> [Written instruction 1]: In the Deacero excerpt, in which case does the government say the trade court and the Federal Circuit upheld the same comparative analysis?
> [Written instruction 2]: Write the next part of the Deacero excerpt, picking up after its final sentence.

> [Selection]:
<<<<
Neither this statute, nor the Statement of Administrative Action Accompanying the Uruguay Round, "explicitly proscribe Commerce from comparing a process of assembly or completion in the United States against a more comprehensive process of manufacture outside the United States," the brief said. The SAA actually leaves the choice of methodology within Commerce's discretion, the government argued.

Both CIT and the U.S. Court of Appeals for the Federal Circuit actually upheld this "same comparative analysis as reasonable and consistent with the statute" in Al Ghurair v. U.S., the government noted. In that case, the trade court said this analysis of "the total sum of investment is useful to gauge the level of investment ... in a third country."

While Deacero says the CAFC decision is "inapposite," since it applies to 19 U.S.C. Section 1677j(b) as opposed to Section 1677j(a) (see 2505270002), the U.S. said there's "hardly any distinction in the law or in the SAA between the two provisions." The entire text of Section 1677j(a)(2), "which establishes the criteria used to determine whether a production process is minor or insignificant, is identical to that" of Section 1677j(b)(2), save for the term "United States" in place of "foreign country."
>>>>
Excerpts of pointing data
<<<<
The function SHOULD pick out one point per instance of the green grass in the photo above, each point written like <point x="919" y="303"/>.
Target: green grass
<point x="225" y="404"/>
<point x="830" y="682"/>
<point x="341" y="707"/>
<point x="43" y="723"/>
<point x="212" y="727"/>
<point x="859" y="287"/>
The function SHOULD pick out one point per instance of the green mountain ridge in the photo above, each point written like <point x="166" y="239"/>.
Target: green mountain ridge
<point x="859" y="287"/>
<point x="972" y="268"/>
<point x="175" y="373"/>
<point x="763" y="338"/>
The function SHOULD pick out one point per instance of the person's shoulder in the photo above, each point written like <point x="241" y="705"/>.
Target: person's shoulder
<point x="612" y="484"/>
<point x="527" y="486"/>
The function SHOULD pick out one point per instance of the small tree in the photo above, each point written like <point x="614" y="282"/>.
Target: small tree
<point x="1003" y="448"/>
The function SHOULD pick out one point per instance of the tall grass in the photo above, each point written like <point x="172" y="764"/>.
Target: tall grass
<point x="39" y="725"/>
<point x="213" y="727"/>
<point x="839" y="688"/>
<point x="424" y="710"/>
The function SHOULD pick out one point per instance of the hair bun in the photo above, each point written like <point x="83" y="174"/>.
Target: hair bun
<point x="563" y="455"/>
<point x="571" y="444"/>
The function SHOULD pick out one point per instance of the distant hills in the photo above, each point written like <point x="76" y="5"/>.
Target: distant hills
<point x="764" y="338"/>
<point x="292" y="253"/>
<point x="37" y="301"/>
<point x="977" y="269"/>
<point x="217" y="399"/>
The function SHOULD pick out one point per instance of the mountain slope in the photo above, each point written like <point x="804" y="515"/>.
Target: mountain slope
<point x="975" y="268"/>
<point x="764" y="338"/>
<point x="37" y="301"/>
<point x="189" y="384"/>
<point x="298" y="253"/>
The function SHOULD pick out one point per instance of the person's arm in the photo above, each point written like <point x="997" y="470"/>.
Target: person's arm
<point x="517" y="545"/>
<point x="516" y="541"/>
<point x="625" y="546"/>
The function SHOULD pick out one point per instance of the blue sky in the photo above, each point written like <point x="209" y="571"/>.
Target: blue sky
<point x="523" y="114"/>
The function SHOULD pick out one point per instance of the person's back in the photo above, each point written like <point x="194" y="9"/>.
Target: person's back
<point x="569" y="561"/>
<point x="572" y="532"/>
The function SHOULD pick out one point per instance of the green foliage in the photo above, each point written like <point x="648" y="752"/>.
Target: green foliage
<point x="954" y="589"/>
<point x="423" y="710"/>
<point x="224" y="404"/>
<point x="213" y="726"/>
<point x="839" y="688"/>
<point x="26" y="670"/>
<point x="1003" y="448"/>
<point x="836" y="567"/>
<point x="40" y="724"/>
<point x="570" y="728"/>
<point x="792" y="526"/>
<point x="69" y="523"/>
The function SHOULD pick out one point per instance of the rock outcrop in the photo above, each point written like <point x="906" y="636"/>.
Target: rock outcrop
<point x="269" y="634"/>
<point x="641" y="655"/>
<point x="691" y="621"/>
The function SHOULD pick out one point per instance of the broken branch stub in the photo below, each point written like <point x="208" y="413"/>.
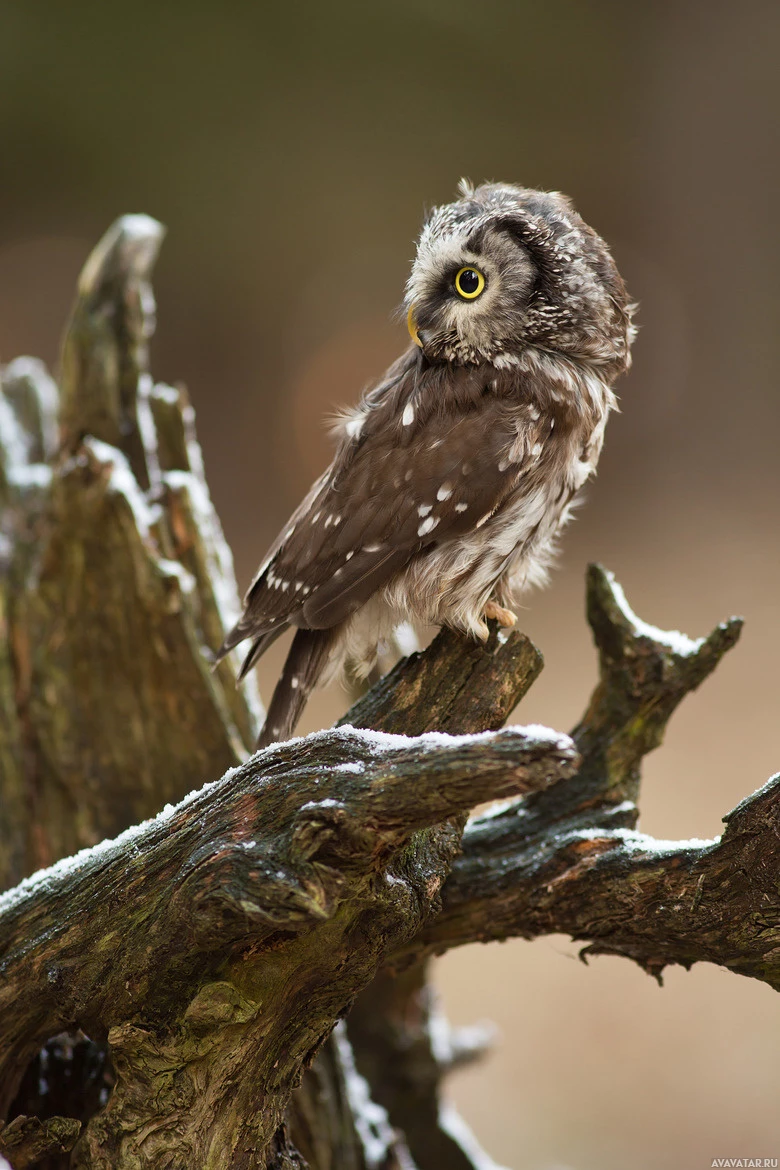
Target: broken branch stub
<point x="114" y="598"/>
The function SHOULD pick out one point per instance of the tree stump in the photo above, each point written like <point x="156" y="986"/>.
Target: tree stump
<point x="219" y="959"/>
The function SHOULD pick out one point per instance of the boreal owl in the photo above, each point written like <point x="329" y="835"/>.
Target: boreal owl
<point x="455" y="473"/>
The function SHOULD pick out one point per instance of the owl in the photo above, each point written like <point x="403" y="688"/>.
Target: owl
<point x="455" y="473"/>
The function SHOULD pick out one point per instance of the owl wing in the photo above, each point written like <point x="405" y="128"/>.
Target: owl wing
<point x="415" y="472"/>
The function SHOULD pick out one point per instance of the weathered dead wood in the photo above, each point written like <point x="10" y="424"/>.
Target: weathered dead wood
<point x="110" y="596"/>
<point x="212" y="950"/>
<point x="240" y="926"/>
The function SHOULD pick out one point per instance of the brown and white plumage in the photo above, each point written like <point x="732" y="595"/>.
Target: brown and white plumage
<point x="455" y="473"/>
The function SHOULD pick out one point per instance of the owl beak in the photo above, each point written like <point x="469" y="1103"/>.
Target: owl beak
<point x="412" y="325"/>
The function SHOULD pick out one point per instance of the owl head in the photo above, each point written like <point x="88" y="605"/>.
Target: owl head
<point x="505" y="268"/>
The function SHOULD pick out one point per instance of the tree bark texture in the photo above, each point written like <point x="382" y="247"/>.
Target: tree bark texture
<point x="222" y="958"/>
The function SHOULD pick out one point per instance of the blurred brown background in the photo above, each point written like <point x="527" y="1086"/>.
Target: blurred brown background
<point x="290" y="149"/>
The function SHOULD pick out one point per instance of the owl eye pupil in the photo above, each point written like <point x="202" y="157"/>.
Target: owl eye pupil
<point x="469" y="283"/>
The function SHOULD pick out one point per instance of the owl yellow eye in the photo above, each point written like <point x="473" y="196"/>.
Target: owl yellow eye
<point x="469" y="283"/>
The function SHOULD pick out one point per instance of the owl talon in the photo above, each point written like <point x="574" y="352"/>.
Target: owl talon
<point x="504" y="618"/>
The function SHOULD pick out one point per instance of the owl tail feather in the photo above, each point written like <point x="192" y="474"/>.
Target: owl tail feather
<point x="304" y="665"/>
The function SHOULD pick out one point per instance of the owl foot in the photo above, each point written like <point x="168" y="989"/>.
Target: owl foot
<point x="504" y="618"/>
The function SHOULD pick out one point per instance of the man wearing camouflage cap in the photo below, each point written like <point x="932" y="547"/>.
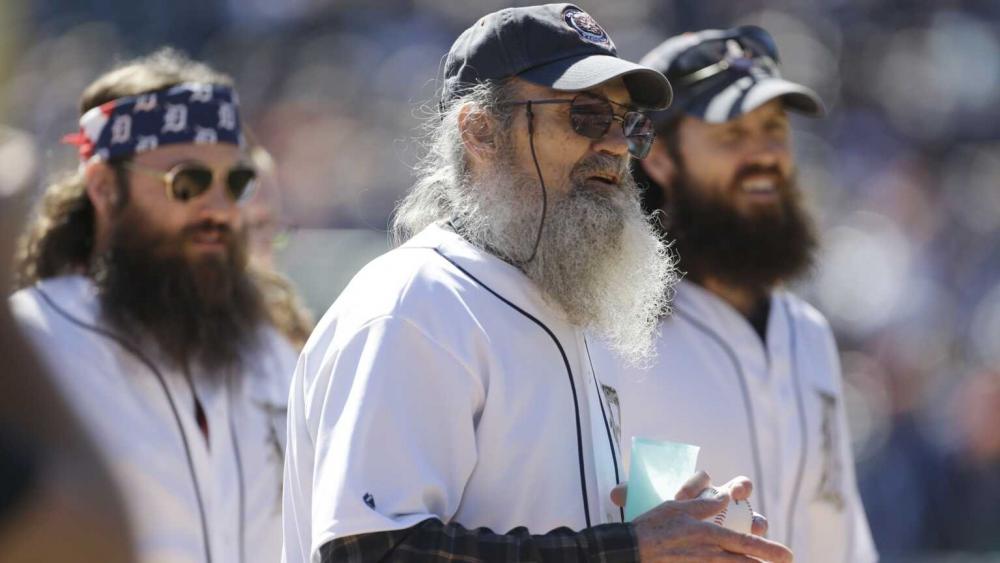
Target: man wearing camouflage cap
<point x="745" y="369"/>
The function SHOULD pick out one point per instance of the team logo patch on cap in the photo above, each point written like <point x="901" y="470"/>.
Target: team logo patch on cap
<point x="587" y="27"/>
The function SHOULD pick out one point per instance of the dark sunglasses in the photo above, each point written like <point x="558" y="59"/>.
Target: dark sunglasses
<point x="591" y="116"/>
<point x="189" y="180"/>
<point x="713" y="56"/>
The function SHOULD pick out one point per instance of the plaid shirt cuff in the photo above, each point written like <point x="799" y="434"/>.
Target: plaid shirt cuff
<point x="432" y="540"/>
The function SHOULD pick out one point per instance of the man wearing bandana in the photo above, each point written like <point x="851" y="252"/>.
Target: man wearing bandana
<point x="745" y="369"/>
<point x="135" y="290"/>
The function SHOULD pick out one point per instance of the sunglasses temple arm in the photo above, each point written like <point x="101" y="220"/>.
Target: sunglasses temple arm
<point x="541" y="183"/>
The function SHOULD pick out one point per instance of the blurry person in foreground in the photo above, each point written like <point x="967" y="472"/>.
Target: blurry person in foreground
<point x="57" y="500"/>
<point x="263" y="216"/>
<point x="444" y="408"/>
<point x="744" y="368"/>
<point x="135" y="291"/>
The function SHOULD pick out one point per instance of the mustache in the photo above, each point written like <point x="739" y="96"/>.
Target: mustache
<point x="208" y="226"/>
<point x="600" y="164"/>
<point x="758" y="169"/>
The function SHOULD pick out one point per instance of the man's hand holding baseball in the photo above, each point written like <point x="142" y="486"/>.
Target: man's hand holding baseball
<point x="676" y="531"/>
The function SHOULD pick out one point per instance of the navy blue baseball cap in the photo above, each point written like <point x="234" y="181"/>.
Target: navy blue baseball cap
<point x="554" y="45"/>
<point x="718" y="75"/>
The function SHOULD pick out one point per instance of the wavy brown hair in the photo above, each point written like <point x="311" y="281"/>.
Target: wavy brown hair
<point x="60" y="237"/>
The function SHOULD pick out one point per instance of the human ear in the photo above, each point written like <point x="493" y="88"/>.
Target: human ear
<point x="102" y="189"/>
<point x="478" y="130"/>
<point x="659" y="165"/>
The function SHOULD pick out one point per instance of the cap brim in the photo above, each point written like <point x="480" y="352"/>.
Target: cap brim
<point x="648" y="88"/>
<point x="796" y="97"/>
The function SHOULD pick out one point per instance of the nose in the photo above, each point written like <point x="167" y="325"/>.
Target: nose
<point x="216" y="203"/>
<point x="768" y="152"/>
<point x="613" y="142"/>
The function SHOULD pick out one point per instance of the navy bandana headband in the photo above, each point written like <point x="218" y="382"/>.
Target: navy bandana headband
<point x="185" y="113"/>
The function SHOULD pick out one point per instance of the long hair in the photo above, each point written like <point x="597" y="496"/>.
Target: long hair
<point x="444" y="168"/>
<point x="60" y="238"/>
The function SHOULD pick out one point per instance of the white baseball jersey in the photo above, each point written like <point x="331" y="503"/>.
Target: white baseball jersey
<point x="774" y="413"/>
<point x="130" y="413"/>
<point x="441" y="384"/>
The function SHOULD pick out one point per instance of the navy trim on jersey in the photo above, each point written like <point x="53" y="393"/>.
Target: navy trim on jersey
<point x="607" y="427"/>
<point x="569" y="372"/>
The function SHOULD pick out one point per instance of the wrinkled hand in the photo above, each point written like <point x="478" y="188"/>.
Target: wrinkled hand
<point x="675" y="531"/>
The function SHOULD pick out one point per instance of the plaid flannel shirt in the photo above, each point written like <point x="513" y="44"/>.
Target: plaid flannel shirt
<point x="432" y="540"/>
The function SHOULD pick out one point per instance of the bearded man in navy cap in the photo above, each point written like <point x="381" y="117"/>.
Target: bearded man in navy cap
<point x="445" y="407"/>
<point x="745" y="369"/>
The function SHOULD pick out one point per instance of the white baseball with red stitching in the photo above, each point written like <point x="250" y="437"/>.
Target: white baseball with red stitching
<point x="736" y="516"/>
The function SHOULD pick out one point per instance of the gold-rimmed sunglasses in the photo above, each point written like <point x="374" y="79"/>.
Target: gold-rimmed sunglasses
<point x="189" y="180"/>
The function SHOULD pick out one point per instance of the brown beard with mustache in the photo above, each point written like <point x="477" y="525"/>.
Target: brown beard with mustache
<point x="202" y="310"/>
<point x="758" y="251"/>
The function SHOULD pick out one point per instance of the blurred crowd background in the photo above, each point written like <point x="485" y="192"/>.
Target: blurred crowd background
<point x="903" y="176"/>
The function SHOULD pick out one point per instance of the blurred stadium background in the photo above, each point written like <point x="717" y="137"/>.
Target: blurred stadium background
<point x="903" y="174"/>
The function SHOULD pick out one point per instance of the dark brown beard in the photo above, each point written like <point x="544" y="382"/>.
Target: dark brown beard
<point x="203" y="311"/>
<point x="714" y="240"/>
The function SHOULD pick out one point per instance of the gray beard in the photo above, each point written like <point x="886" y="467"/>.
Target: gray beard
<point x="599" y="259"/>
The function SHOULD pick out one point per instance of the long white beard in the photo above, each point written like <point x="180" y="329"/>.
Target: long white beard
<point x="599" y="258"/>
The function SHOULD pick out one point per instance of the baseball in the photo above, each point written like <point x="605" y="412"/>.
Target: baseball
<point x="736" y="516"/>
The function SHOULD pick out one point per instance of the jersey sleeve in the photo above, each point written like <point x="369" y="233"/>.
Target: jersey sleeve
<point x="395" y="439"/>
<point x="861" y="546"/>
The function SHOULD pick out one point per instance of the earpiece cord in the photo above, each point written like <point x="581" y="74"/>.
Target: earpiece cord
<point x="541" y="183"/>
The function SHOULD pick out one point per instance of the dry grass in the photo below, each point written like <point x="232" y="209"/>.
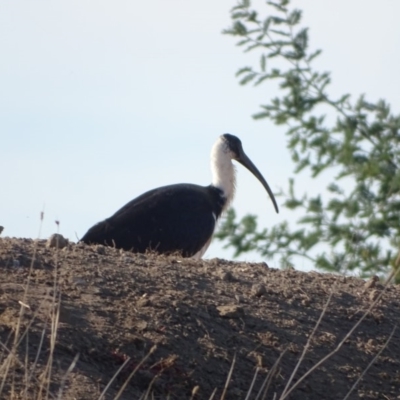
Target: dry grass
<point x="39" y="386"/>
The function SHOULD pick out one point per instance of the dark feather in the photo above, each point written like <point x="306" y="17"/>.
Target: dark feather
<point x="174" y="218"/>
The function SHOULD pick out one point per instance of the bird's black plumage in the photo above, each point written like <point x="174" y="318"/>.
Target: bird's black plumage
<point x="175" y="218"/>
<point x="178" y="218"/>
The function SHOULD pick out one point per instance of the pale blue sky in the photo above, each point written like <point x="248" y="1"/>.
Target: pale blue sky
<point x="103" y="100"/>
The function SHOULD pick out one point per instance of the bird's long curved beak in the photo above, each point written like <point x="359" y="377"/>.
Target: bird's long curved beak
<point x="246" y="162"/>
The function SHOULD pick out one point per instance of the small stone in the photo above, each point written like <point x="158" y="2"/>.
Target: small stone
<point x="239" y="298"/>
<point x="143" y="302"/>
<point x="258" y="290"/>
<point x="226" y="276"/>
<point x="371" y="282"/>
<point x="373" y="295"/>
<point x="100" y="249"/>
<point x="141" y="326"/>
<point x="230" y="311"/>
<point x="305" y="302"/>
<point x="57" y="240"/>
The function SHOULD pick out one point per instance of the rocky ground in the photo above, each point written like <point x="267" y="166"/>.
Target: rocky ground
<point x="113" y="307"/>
>>>>
> [Output 1]: Al Ghurair v. U.S.

> [Output 2]:
The statutes impose "the same general requirements with only minor differences to account for further assembly in the United States as opposed to a foreign country," the brief said.

Deacero argued that Commerce's application of the statute isn't consistent with the direction of the SAA, since the SAA is only meant to address "stereotypical circumvention" scenarios such as "screwdriver assembly" operations. However, the trade court has dismissed this claim before, and the court should dismiss it again here, the U.S. said. "The statute unambiguously states the criteria by which Commerce is to assess in determining whether a production process is minor or insignificant," the brief said.

The importer also challenged Commerce's finding that Deacero's PC strand production process is minor or insignificant, though the government said its claims are "largely duplicative of its challenges to Commerce’s broader circumvention methodology." For three of the factors, "the level of investment, the nature of the production process, and the extent of the production facilities," Deacero tries to explain why Commerce's finding would have been erroneous had Commerce compared Deacero's U.S. production to one step of Deacero's production process of PC strand across its Mexican facilities, the brief said.

"Deacero’s arguments in this respect are moot because, for each of these factors, Commerce compared Deacero’s production process in the U.S. to the production process for PC strand in Mexico," the government argued.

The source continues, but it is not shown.